#### [Exercise description]
Your response must be an exact transcription of the lines from the one containing "skin. Write the coordinates, one line per instance." through the final line of the data.

Dataset entries:
Content starts
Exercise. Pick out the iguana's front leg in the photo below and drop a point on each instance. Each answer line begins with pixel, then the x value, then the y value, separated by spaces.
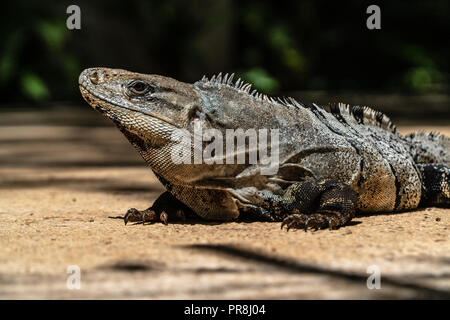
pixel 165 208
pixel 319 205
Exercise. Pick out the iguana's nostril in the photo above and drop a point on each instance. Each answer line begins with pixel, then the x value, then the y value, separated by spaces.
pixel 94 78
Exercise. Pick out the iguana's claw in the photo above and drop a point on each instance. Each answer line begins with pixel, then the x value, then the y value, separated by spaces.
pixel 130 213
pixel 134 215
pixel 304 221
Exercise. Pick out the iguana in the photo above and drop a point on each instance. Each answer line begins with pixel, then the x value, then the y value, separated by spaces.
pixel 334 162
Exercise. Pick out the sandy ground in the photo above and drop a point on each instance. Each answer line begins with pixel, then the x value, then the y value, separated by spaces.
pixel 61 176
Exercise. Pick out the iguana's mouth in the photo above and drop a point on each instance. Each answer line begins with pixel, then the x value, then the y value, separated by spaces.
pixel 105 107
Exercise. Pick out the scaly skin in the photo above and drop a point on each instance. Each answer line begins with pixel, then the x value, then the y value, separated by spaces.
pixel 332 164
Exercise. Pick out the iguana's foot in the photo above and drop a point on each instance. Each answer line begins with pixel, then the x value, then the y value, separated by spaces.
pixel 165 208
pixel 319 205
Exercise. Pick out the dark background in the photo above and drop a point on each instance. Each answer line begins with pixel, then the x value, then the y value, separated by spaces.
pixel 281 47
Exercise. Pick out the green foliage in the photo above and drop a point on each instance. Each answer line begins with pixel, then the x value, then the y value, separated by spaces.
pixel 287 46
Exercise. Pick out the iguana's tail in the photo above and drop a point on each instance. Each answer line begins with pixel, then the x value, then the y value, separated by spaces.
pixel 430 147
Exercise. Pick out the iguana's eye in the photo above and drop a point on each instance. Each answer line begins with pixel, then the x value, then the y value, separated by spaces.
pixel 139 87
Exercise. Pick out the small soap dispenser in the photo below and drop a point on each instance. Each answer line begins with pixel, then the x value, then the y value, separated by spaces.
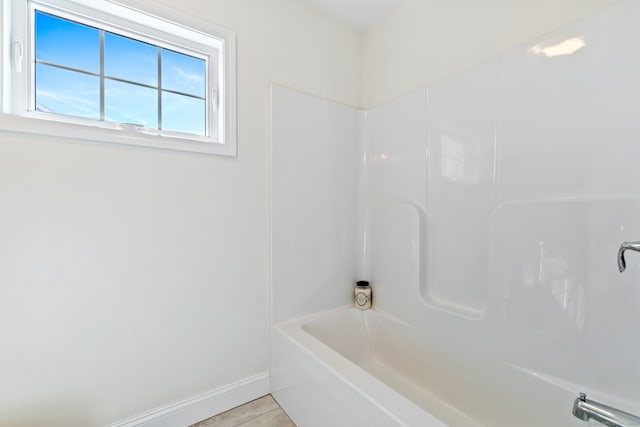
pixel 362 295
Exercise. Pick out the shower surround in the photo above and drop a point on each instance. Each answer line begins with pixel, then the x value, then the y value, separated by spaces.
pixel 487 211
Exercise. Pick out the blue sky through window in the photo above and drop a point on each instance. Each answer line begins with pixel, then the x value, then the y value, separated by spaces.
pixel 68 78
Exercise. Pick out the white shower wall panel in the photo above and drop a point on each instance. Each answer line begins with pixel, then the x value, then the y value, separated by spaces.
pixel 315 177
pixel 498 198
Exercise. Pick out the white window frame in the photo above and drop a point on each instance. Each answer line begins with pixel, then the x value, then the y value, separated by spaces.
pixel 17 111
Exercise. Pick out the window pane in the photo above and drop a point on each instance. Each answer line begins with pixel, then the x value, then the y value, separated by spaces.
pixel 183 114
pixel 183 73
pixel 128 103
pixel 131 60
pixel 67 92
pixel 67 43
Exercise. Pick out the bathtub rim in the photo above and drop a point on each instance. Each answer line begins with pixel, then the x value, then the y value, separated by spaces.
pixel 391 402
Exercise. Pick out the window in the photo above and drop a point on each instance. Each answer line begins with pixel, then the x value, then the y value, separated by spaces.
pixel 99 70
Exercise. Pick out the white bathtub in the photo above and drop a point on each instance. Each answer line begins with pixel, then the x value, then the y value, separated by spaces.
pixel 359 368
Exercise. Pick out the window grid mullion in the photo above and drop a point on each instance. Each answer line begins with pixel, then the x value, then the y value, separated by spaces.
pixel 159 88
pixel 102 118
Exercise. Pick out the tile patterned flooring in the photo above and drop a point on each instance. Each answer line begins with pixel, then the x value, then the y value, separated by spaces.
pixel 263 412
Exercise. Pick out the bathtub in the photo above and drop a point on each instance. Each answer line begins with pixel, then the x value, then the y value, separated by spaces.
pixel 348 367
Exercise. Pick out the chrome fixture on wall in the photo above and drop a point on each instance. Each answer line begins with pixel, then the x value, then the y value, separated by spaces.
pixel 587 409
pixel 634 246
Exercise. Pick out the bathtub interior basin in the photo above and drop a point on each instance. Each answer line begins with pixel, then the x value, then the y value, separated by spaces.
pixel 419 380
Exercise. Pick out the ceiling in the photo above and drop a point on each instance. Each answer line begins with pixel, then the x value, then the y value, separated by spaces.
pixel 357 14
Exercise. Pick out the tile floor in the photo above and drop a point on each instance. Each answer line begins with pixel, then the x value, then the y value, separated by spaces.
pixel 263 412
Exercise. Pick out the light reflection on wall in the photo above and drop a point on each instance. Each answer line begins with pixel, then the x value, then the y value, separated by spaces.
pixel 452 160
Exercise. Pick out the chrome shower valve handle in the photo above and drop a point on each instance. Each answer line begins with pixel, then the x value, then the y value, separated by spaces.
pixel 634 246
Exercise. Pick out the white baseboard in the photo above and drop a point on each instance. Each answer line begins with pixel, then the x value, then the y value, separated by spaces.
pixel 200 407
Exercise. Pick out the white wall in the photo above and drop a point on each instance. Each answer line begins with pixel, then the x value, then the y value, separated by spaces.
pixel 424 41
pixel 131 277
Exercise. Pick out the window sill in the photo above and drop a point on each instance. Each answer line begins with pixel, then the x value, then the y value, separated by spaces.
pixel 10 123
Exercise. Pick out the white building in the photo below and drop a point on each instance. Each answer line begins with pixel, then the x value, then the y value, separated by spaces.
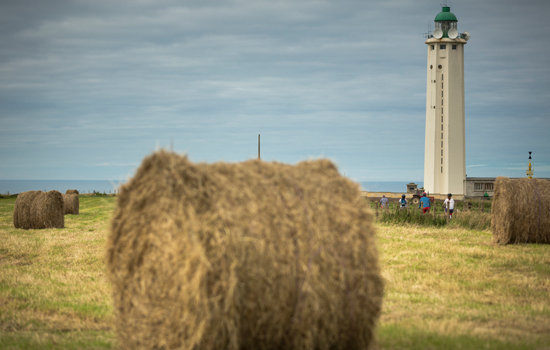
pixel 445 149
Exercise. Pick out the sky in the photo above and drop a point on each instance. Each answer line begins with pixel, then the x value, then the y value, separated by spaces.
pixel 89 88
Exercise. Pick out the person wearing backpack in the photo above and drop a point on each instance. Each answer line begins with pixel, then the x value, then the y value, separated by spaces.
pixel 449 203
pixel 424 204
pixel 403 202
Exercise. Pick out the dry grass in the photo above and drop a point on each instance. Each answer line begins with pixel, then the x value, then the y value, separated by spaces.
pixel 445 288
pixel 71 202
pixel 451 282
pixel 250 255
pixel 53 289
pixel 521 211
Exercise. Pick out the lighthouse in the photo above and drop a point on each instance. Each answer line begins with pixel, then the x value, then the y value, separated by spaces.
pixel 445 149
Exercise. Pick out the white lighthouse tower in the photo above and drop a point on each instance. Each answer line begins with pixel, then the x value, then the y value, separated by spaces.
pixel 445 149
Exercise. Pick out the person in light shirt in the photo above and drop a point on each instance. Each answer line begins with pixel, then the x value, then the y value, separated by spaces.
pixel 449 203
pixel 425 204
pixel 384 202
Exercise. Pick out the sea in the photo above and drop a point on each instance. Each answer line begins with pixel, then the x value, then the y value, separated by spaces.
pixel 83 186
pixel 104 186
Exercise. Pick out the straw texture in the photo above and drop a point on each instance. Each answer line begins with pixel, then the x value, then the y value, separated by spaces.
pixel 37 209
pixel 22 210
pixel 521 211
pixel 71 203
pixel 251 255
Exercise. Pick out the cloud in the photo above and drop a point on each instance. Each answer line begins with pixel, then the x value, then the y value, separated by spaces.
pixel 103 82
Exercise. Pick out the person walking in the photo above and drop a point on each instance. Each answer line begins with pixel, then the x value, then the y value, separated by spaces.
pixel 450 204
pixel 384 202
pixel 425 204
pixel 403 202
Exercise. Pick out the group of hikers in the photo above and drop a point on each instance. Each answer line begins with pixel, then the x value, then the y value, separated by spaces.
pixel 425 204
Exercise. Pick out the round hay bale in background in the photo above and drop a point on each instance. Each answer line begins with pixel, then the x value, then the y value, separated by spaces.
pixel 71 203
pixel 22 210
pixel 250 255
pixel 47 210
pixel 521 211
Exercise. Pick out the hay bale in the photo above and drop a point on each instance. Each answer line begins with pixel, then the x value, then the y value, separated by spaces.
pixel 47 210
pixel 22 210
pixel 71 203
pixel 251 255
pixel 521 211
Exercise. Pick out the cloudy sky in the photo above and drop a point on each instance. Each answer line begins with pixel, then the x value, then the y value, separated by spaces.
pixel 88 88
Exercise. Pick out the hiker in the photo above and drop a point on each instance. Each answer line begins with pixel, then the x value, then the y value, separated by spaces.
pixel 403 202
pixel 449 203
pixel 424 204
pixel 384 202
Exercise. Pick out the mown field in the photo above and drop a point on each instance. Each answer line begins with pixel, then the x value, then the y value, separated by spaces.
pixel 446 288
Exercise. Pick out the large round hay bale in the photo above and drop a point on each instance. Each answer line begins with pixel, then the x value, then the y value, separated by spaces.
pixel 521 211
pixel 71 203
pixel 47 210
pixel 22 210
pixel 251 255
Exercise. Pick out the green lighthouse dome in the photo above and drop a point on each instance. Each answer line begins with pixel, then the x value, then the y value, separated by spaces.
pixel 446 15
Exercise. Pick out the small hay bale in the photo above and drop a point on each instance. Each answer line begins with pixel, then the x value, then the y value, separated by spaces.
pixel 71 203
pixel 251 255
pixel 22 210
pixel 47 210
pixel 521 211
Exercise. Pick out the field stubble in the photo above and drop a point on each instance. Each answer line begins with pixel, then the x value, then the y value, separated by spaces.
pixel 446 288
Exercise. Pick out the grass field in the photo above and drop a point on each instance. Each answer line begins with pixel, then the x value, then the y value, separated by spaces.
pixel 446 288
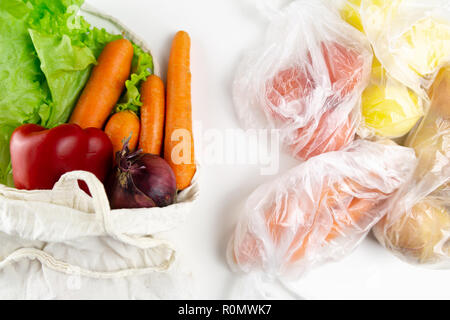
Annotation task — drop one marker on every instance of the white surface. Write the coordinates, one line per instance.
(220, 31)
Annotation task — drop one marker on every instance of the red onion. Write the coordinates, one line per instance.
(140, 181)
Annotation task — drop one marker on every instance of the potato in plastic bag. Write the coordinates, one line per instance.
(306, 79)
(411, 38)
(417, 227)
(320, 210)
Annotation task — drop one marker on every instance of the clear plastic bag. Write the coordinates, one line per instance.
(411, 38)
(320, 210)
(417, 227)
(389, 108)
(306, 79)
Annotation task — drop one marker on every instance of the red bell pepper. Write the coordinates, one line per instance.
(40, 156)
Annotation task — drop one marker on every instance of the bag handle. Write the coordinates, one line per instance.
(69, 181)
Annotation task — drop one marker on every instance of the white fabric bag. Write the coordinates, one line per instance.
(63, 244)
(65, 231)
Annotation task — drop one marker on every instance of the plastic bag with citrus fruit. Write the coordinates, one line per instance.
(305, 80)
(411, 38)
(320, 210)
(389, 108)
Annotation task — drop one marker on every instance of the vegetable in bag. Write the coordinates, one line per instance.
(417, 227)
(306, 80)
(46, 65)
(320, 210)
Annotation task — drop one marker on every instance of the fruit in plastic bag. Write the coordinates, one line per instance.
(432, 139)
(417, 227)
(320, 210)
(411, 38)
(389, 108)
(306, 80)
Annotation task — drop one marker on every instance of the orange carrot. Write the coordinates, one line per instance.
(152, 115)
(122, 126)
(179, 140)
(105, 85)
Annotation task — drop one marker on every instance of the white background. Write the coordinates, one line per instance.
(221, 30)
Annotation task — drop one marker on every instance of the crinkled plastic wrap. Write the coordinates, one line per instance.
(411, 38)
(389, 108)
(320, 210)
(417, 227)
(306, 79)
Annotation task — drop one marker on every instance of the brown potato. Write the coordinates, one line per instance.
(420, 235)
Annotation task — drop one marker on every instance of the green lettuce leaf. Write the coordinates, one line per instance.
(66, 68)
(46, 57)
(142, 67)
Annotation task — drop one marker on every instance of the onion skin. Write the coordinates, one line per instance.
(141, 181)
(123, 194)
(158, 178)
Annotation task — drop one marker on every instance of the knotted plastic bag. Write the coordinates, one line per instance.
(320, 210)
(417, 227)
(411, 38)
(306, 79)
Content ends
#### [Result for this task]
Annotation task — drop one marker on every instance of the onion skin. Write the coordinates, one line per instance.
(141, 181)
(123, 194)
(158, 178)
Annotation task — drop one marker on every instance of the knotted plastic bag. Write the coordinates, one line per instance.
(320, 210)
(417, 227)
(411, 38)
(306, 79)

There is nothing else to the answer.